**Texto dado**
'''
Com
o desenvolvimento do Brasil colônia, temos uma maior ocupação do campo e
consequentemente, conflitos sociais, de forma que os primeiros que podemos
citar envolvem índios vitimados em massacres oriundos desta ocupação, onde o
território até então indígena, quando conquistado, se torna capitalista. Em
outras palavras, onde o espaço-tempo (universo cultural) do índio se torna
espaço-tempo do capital. Nesse sentido, podemos nos perguntar se há de fato uma
luta pela terra ou se há uma luta do capital para se reproduzir porque o
processo histórico de lutas no Brasil remota aos conflitos por espaço-tempo de
ocupação e usos diferentes. Podemos em uma ligeira adaptação, comparar os
nativos (indígenas) à sociedade contemporânea e, os colonos aos Estados
internacionais que intentam o uso, posse e domínio da terra dentro do nosso
território. Se formos falar dos indígenas especificamente, as terras (reservas)
'''
**Problema proposto 1**
Extraia dos registros, sem nenhuma alteração, o trecho que vai da linha que contém "target | white window frame" até o fim dos registros, com as duas extremidades incluídas.

**Dados fornecidos**
'''
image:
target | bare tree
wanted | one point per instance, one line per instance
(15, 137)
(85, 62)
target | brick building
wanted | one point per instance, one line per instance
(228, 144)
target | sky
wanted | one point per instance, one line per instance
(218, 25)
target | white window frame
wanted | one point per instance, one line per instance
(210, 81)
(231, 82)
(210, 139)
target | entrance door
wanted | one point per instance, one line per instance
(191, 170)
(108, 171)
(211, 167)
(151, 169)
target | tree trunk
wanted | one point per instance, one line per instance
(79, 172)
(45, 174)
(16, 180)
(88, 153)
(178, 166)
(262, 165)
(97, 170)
'''
**Problema proposto 2**
Quais são todas as expressões que aparecem entre parênteses no texto sobre a ocupação do Brasil colônia? Liste-as.

**Resposta final 1**
target | white window frame
wanted | one point per instance, one line per instance
(210, 81)
(231, 82)
(210, 139)
target | entrance door
wanted | one point per instance, one line per instance
(191, 170)
(108, 171)
(211, 167)
(151, 169)
target | tree trunk
wanted | one point per instance, one line per instance
(79, 172)
(45, 174)
(16, 180)
(88, 153)
(178, 166)
(262, 165)
(97, 170)

**Resposta final 2**
universo cultural
indígenas
reservas